- **WHAT TO PRODUCE**
Repeat exactly the lines below that lie between the line with "Practice. Identify the potted" and the line with "Practice. Identify the parked", counting both of those lines as part of the answer.

- **INPUT**
------------------------------------

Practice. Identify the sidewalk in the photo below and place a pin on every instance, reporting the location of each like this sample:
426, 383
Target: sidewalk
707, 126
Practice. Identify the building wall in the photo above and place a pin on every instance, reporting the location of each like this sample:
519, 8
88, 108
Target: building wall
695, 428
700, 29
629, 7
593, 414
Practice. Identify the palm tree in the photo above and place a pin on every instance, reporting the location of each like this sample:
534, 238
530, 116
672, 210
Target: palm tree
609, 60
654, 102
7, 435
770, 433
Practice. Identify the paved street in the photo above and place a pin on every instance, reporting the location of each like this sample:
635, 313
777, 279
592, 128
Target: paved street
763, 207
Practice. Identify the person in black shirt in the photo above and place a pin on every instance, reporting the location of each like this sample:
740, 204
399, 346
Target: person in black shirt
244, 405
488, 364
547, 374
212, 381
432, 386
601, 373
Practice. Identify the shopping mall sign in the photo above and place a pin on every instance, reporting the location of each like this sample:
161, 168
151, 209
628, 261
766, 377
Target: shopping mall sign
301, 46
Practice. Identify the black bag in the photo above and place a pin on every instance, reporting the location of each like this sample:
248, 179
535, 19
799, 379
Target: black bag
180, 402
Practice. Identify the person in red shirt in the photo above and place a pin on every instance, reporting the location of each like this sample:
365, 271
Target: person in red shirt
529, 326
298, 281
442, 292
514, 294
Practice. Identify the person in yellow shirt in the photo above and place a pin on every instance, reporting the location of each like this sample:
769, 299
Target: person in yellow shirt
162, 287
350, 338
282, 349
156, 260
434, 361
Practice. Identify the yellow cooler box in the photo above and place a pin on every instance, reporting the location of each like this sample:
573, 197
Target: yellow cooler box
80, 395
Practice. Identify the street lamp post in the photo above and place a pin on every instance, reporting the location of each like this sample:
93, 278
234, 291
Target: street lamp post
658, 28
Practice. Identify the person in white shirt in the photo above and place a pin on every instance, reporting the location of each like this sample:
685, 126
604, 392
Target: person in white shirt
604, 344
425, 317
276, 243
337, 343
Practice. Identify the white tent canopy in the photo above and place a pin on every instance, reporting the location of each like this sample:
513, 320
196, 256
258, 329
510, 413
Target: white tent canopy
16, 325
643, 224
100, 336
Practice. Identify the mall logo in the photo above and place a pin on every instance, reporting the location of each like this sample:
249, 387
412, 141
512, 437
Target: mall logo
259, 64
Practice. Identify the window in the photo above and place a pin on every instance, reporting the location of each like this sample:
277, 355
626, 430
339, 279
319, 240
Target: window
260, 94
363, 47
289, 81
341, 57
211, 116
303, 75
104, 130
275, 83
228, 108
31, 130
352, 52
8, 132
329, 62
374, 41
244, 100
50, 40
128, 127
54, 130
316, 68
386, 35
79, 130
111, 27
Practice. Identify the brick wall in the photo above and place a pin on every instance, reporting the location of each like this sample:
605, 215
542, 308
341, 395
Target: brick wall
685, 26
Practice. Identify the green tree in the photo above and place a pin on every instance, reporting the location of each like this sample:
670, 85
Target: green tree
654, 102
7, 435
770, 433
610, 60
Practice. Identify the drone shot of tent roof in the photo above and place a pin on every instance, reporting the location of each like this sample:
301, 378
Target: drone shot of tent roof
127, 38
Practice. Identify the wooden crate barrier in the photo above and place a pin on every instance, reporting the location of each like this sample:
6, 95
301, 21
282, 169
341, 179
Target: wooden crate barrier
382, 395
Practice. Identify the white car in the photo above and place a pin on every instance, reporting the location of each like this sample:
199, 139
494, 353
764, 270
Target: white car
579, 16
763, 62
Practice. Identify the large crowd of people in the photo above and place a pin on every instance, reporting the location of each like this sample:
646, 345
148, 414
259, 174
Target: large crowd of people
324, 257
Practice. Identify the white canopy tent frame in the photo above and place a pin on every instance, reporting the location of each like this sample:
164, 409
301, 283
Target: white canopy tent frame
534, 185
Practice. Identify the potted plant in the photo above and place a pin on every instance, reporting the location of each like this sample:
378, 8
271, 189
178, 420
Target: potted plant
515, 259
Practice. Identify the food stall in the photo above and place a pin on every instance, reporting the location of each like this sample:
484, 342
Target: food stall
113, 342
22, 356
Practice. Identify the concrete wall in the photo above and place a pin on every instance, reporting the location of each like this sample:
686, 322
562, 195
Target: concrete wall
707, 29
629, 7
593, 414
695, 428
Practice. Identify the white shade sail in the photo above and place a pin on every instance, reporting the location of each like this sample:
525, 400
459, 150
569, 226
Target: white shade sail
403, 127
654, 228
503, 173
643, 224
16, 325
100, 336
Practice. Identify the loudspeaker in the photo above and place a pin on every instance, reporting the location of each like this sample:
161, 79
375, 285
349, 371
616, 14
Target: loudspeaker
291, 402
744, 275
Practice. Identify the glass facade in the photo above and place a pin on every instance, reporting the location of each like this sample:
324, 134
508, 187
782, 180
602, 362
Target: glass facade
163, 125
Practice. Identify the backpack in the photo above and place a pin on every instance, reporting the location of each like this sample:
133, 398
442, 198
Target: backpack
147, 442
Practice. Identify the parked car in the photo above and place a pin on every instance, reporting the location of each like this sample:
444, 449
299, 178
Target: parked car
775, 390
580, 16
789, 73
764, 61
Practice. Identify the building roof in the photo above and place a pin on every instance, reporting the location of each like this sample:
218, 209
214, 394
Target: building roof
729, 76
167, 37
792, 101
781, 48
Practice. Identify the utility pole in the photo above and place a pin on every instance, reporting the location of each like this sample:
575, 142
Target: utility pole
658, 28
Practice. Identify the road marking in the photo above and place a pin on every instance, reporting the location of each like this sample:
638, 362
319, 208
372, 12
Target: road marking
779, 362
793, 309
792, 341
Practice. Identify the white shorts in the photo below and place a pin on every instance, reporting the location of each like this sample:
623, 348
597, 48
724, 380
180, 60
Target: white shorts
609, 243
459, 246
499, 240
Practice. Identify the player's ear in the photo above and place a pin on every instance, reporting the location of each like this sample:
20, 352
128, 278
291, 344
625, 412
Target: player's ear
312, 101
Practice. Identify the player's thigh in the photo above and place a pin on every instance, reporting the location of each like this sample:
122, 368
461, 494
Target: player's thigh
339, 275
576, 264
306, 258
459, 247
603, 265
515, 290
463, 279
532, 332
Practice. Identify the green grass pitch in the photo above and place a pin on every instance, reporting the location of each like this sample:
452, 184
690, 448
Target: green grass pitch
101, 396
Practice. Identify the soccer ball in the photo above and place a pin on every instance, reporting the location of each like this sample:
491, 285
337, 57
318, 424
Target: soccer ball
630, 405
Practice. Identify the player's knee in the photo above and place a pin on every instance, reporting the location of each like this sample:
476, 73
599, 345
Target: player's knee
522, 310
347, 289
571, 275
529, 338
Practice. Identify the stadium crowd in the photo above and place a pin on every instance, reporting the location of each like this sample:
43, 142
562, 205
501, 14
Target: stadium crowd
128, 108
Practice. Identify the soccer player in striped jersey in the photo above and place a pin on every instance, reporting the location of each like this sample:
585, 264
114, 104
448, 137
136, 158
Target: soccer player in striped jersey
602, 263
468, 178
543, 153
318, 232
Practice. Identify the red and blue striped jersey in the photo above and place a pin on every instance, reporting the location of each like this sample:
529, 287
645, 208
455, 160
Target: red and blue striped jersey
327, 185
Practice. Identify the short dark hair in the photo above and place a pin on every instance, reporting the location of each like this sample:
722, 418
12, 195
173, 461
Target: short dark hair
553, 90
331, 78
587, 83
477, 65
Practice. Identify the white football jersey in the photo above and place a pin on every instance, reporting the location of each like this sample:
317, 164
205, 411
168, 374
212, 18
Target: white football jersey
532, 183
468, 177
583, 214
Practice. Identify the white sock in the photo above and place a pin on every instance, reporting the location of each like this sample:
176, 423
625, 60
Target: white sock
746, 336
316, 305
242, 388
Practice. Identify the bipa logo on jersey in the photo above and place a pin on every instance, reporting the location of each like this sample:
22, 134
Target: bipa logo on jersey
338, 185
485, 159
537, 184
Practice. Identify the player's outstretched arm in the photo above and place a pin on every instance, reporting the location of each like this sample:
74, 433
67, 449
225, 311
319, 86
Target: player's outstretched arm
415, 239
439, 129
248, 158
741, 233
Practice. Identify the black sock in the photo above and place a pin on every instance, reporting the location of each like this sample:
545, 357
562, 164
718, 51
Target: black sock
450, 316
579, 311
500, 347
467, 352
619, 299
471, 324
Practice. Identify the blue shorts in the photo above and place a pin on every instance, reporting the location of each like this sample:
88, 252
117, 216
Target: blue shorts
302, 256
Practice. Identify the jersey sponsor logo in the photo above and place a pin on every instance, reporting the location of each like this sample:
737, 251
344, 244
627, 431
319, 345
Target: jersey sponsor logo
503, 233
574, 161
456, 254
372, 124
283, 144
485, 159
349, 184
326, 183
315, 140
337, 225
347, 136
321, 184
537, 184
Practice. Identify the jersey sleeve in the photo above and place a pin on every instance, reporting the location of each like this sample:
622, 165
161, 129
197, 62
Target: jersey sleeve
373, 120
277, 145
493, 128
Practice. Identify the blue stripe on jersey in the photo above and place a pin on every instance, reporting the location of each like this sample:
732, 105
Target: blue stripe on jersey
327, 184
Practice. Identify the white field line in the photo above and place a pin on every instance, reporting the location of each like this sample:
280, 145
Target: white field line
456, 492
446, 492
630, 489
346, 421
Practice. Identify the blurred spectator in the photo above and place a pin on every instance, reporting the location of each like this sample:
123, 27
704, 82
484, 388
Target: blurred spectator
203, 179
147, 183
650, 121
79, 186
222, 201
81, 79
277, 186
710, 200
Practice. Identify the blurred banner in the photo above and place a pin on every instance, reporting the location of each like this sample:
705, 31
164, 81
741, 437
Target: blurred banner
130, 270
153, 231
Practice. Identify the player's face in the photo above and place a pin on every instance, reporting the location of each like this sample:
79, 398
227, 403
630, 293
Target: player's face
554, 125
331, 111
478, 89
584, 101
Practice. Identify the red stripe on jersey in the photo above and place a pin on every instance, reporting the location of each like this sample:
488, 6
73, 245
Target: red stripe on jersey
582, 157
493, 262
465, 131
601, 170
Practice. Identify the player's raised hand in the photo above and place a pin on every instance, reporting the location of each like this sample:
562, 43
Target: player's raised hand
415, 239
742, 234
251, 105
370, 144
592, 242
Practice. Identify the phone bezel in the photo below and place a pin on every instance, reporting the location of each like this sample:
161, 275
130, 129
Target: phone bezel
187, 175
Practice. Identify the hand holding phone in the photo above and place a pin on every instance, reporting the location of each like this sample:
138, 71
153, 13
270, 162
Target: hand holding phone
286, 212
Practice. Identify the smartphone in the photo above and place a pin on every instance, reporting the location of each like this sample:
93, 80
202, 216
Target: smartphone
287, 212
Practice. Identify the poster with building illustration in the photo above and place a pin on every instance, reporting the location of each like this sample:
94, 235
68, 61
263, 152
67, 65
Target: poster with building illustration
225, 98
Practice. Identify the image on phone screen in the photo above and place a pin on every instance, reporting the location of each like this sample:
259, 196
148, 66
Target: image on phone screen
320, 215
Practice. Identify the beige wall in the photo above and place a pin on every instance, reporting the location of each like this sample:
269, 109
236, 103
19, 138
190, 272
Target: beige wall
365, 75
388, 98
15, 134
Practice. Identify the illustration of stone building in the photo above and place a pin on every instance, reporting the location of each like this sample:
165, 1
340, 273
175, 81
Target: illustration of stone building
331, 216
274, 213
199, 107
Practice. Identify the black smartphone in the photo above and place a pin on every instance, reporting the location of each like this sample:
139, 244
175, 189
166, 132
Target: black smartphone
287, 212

------------------------------------

- **TASK RESULT**
Practice. Identify the potted plant in the photo above and place a pin on every instance, reporting the location of each like this sample:
378, 8
271, 189
178, 420
Target: potted plant
515, 259
Practice. Identify the food stall in the photo above and place a pin on every instance, reporting the location of each like this sample:
484, 342
Target: food stall
113, 342
22, 356
Practice. Identify the concrete wall in the photo above and place a pin on every instance, reporting the location of each like this sample:
686, 322
562, 195
Target: concrete wall
707, 29
629, 7
593, 414
695, 428
Practice. Identify the white shade sail in the photo above and place a pin on every instance, reporting the location of each like this sample:
525, 400
459, 150
569, 226
Target: white shade sail
403, 127
654, 228
503, 173
643, 224
16, 325
100, 336
Practice. Identify the loudspeaker in the photo above and place a pin on every instance, reporting the location of each like this sample:
161, 79
375, 285
349, 371
616, 14
Target: loudspeaker
291, 402
744, 275
Practice. Identify the glass facade in the photo above and place a pin on every instance, reporting the location of each like this sample:
324, 134
508, 187
782, 180
602, 362
Target: glass facade
163, 125
Practice. Identify the backpack in the photo above and place a pin on every instance, reporting the location of each like this sample:
133, 398
442, 198
Target: backpack
147, 442
Practice. Identify the parked car in the photo above and place a pin on every instance, reporting the location of each like this sample:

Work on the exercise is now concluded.